YOUR GOAL:
In the material below, the lines to reproduce exactly are the one containing "of the door" and all lines after it through the last.

= = =

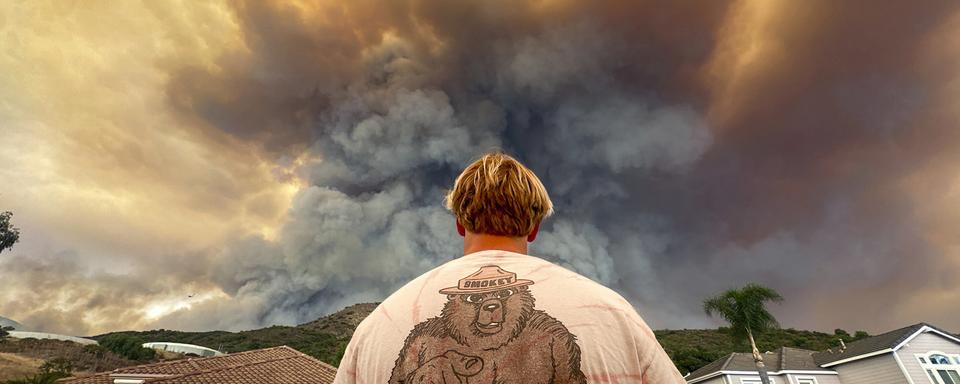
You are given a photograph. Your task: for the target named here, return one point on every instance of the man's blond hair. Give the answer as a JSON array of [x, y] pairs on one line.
[[496, 195]]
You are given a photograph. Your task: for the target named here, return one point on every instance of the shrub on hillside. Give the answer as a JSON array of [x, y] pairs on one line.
[[130, 347]]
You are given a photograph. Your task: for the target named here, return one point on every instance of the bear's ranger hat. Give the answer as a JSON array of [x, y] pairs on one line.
[[489, 278]]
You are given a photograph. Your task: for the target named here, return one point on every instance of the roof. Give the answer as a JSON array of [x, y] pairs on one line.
[[874, 344], [271, 365], [784, 359]]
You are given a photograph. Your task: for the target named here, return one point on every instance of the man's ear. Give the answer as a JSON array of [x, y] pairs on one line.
[[533, 234]]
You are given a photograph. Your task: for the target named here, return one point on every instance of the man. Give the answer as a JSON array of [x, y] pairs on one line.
[[497, 315]]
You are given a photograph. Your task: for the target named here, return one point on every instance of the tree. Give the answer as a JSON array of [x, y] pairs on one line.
[[745, 310], [9, 235], [130, 347]]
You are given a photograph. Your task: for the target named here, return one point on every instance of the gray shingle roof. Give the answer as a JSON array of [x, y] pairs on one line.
[[784, 358], [872, 344]]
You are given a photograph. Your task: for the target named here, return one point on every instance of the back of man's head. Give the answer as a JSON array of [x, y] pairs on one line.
[[497, 195]]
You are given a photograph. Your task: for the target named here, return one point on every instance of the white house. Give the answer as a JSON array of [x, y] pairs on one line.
[[918, 354]]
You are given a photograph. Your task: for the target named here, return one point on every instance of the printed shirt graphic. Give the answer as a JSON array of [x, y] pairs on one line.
[[503, 317]]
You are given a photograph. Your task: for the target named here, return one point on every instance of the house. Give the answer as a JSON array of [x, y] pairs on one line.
[[264, 366], [918, 354], [785, 366]]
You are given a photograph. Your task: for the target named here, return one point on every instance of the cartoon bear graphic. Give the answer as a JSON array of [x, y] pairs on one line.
[[489, 332]]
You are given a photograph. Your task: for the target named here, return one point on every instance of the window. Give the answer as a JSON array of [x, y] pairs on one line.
[[939, 359], [755, 380], [941, 368]]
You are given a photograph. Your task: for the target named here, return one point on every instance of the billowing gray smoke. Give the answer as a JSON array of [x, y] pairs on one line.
[[607, 104]]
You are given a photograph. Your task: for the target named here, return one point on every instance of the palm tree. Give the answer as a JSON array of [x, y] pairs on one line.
[[745, 310]]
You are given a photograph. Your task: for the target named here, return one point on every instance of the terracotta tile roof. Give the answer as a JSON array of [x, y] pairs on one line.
[[263, 366]]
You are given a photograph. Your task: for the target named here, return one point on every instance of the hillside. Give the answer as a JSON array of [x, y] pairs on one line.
[[20, 358], [326, 337]]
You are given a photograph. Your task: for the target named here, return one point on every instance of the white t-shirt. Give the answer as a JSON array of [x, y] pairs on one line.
[[504, 317]]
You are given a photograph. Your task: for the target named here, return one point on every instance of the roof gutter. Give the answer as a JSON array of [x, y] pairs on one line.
[[858, 357]]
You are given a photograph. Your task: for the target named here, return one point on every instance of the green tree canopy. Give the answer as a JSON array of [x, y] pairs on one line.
[[9, 235], [745, 309]]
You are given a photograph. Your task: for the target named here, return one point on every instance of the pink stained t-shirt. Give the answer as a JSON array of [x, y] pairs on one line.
[[504, 317]]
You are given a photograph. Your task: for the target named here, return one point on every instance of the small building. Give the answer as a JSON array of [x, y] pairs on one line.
[[785, 366], [52, 336], [263, 366], [918, 354], [183, 348]]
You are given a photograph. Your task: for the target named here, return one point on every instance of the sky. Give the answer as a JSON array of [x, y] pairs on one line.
[[204, 165]]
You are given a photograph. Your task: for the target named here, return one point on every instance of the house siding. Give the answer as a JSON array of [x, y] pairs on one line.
[[882, 369], [922, 344], [735, 379], [715, 380]]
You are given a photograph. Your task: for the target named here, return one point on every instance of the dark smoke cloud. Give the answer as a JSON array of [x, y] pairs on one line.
[[688, 146], [608, 103]]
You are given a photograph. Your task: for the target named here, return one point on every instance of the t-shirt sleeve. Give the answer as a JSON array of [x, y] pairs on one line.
[[347, 371], [655, 364]]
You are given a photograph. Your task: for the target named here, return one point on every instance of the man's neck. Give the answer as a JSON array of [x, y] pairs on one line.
[[475, 242]]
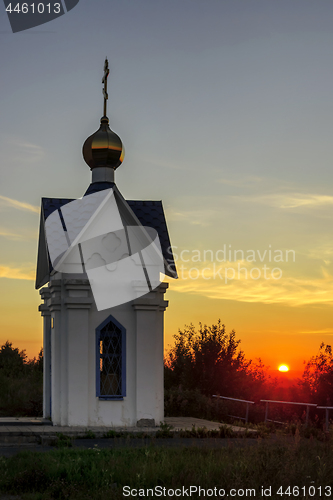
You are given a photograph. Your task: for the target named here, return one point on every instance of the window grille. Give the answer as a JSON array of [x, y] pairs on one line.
[[110, 362]]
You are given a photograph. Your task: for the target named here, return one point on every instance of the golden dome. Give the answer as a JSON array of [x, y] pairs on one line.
[[103, 148]]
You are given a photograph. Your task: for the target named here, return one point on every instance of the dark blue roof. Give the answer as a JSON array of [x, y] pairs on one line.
[[149, 213]]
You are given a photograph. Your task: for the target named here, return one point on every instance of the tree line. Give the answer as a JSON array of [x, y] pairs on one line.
[[209, 361], [202, 362]]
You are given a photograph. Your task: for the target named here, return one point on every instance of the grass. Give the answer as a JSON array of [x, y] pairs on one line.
[[101, 474]]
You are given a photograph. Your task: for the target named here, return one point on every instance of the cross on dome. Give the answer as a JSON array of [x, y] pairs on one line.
[[104, 148]]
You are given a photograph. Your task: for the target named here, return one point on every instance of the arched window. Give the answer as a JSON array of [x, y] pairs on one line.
[[110, 360]]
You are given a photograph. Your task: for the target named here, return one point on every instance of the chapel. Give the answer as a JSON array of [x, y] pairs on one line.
[[101, 269]]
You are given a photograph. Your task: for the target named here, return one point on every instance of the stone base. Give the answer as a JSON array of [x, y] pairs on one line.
[[146, 422]]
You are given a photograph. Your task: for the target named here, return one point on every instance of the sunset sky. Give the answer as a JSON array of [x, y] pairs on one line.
[[225, 109]]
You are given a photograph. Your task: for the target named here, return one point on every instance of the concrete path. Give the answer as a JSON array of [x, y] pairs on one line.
[[26, 431]]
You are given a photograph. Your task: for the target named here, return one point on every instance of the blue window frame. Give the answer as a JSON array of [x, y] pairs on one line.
[[110, 360]]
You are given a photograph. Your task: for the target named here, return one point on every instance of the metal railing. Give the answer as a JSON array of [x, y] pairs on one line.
[[327, 410], [268, 401], [246, 418]]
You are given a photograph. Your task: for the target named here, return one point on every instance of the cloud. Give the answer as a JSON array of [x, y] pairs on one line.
[[202, 217], [16, 273], [11, 236], [289, 200], [248, 181], [20, 205], [246, 282], [21, 151], [324, 331]]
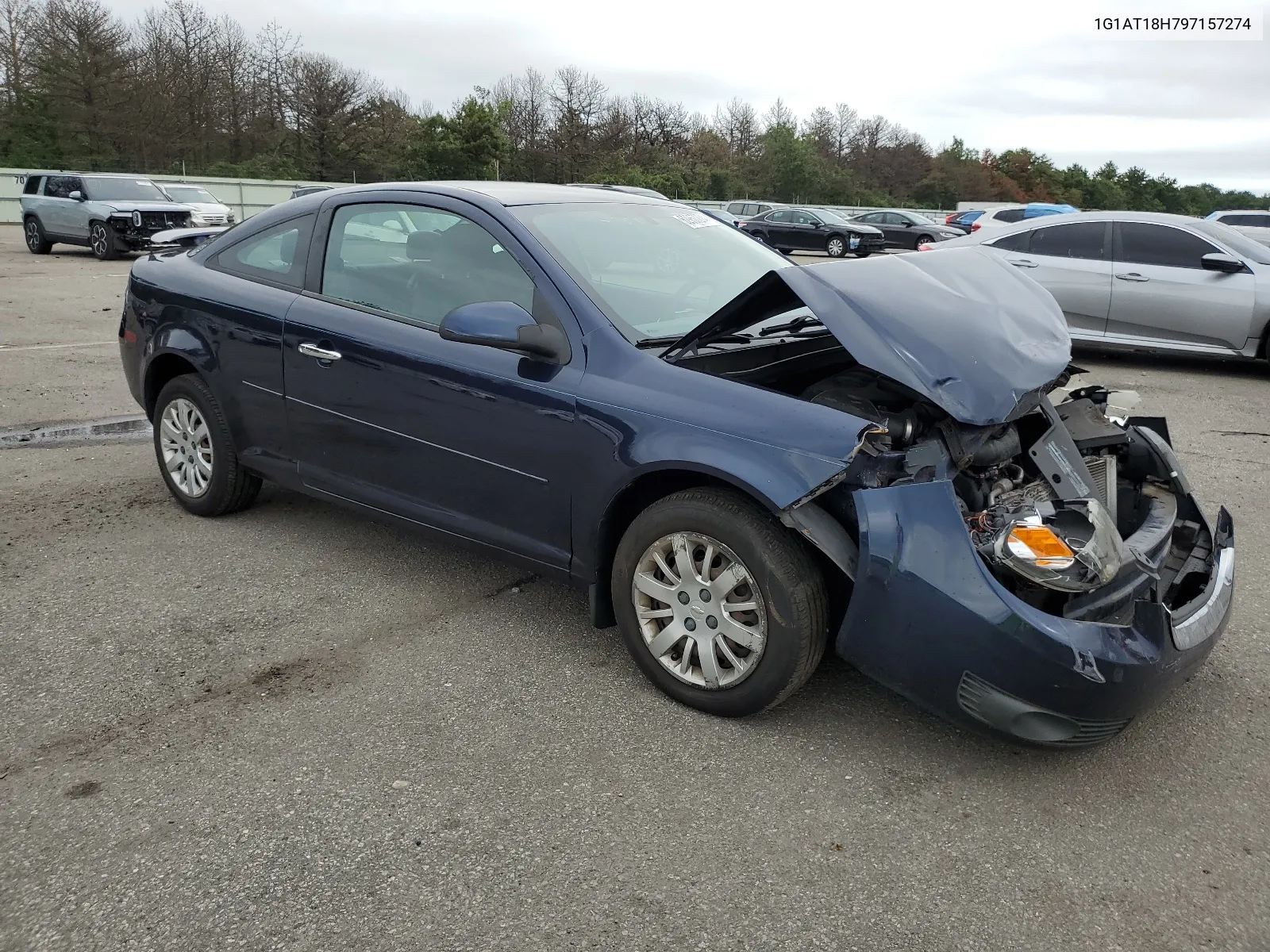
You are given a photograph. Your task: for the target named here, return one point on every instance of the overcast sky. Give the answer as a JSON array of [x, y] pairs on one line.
[[997, 74]]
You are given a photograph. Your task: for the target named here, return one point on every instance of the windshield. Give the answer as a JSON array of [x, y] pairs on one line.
[[656, 271], [1241, 244], [120, 190], [829, 215], [190, 194]]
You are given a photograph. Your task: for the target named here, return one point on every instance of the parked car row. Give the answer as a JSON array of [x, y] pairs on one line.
[[1143, 281], [111, 213]]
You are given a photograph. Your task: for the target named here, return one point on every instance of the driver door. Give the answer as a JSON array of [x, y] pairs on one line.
[[383, 412]]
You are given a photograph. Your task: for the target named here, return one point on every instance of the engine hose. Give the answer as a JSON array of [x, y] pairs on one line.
[[999, 450]]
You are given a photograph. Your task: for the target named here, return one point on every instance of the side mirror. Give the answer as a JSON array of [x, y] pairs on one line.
[[506, 325], [1223, 263]]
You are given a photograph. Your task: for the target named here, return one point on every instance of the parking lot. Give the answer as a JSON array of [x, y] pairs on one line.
[[298, 729]]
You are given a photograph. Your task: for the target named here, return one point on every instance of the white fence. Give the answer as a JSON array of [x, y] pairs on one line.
[[244, 196], [251, 196]]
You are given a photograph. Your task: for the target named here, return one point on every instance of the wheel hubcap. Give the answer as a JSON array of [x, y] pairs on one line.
[[187, 447], [698, 611]]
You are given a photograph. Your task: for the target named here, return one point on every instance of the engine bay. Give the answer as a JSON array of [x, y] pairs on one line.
[[1075, 507]]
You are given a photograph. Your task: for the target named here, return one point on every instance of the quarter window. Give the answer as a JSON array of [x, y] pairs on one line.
[[1143, 243], [418, 263], [276, 255], [63, 186], [1083, 240], [1246, 221], [1015, 243]]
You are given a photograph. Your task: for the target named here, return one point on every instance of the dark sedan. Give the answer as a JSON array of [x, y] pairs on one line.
[[813, 230], [741, 460], [963, 221], [907, 230]]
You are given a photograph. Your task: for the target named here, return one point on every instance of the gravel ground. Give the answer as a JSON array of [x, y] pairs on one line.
[[296, 729]]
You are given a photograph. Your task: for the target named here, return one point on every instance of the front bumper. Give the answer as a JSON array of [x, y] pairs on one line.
[[929, 620]]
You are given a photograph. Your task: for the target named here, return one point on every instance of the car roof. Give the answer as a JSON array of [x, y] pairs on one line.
[[507, 194], [94, 175]]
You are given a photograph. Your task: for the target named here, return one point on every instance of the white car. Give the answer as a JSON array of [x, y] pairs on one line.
[[207, 209], [1254, 222], [1000, 217], [1145, 281]]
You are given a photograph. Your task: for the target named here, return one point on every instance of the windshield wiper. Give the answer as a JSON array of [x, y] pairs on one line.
[[803, 321]]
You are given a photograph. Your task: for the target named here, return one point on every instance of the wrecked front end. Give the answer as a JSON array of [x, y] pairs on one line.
[[1051, 578], [139, 230]]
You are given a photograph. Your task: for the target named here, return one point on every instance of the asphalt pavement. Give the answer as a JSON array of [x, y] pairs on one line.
[[295, 729]]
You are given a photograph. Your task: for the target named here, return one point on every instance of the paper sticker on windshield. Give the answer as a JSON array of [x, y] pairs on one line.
[[696, 220]]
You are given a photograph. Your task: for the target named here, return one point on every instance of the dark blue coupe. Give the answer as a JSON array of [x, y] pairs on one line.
[[740, 459]]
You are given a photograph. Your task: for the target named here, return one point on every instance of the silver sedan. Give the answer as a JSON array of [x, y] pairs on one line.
[[1145, 281]]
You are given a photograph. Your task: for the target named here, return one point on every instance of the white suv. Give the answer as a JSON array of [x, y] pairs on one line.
[[1254, 222], [1000, 217]]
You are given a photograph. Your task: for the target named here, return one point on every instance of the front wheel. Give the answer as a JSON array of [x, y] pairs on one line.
[[194, 451], [37, 241], [719, 605], [101, 239]]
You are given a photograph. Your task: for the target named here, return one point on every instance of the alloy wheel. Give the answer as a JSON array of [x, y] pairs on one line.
[[698, 611], [187, 447], [101, 241]]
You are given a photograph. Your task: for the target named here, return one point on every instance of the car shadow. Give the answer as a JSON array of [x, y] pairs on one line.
[[1191, 363]]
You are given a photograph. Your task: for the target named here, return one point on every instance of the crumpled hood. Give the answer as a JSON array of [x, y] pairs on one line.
[[960, 327], [121, 206]]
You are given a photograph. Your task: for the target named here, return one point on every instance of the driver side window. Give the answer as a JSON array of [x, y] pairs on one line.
[[418, 263]]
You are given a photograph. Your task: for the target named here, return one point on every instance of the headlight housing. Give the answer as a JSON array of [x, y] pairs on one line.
[[1066, 545]]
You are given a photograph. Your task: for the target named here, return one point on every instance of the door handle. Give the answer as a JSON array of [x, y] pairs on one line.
[[318, 352]]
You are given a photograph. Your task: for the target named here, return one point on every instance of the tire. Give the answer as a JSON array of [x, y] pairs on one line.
[[37, 241], [206, 478], [789, 606], [101, 240]]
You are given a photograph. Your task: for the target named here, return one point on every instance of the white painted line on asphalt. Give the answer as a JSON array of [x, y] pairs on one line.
[[52, 347]]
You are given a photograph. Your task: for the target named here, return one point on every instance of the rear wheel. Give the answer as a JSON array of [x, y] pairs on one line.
[[719, 605], [101, 239], [194, 452], [37, 241]]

= = =

RESULT OF THIS EXERCISE:
You are given a photograph. Your task: for the target named here, return one point on every instance of the door handle. Give the answer as a JSON array of [x, y] pairs on one line.
[[318, 352]]
You are given a photograph. Your task: for the target named here, return one point on every instance of the tire. Give the answer as a JSON array of [x, y] pairs on one line.
[[37, 241], [206, 478], [789, 606], [101, 240]]
You are given a photograph. Your task: for the target named here, return one point on every instance of the white painted line on asphalt. Give the answer as a JSON array of [x, y] pairs on one line.
[[52, 347]]
You are given a photograph. Your task: for the target named here, return one point on every instance of the rear wheel. Give the answer as a JSON array of [x, y] pairs on one line.
[[719, 605], [101, 239], [194, 452], [37, 241]]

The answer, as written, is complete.